● MATERIALS PROVIDED
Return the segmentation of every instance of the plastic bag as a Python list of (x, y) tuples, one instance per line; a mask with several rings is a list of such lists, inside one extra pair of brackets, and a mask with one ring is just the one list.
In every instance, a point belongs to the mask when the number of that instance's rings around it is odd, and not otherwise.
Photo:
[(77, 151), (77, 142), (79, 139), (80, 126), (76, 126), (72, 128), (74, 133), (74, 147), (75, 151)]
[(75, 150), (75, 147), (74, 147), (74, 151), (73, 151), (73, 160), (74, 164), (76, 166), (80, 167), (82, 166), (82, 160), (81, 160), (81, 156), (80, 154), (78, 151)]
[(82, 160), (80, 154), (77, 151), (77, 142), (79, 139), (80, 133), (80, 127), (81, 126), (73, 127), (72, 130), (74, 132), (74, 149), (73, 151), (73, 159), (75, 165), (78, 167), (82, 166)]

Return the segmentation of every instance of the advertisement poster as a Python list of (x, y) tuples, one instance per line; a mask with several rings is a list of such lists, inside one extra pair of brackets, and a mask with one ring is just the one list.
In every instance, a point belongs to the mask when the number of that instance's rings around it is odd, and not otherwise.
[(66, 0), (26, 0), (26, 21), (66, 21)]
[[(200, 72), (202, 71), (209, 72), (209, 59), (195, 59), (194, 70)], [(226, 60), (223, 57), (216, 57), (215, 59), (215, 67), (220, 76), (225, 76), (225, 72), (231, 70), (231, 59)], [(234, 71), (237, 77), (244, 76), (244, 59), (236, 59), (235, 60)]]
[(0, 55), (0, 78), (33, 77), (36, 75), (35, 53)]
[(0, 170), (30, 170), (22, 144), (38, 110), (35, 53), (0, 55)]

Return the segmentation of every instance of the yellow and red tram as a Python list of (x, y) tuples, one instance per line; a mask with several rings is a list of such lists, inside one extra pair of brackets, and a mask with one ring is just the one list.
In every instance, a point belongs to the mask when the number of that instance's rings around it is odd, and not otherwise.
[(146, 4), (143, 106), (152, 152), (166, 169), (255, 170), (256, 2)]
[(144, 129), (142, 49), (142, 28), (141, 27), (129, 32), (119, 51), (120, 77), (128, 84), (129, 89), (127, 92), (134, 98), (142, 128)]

● INSTRUCTION
Quote every one of the lines above verbatim, without any alteration.

● WORKED ANSWER
Return the segmentation of every instance of the plastic bag as a Python list of (x, y) tuples, one instance per line; a mask with several rings is a list of such lists, inside one extra pair of brackets, and a mask with one ring is just the one list.
In every instance, a point belongs to the mask when the number of that instance's rings around it is odd, and not otherwise.
Photo:
[(77, 151), (77, 142), (79, 139), (80, 126), (76, 126), (72, 128), (74, 133), (74, 147), (75, 151)]
[(75, 150), (75, 147), (74, 147), (74, 151), (73, 151), (73, 160), (74, 164), (76, 166), (80, 167), (82, 166), (82, 160), (81, 160), (81, 156), (80, 154), (78, 151)]
[(82, 160), (80, 154), (77, 151), (77, 142), (79, 139), (80, 133), (80, 127), (81, 126), (73, 127), (72, 130), (74, 132), (74, 149), (73, 151), (73, 159), (75, 165), (78, 167), (82, 166)]

Return the segmentation of every instance of the advertisement poster as a Python list of (x, y) tuples, one instance per line; a mask with several rings is a list of such lists, inside one extra pair of brackets, and a mask with one ring is just the one list.
In every instance, a point belongs to the mask when the number of that instance's rings around it is odd, and not otherwise.
[(66, 0), (26, 0), (26, 21), (66, 21)]
[[(200, 72), (202, 71), (209, 72), (209, 59), (195, 59), (194, 70)], [(226, 60), (223, 57), (216, 57), (215, 59), (215, 67), (220, 76), (225, 76), (225, 72), (231, 70), (231, 59)], [(234, 71), (237, 77), (244, 76), (244, 59), (236, 59), (235, 60)]]
[(0, 55), (0, 78), (33, 77), (36, 75), (35, 53)]
[(0, 170), (30, 170), (22, 144), (38, 110), (35, 53), (0, 55)]

Return the segmentation of every instance of the yellow and red tram as a Python list of (x, y) tuples, one instance per line; a mask with several rings is a list of such lists, inside one extra pair of brackets, and a mask with one ring is just the one list.
In every instance, a point belongs to the mask when the number of that instance's rings around it is odd, and not otherwise.
[(146, 4), (143, 106), (152, 152), (166, 169), (255, 170), (256, 2)]
[(144, 129), (142, 49), (142, 28), (141, 27), (129, 32), (119, 51), (120, 77), (128, 84), (129, 89), (127, 92), (134, 98), (142, 128)]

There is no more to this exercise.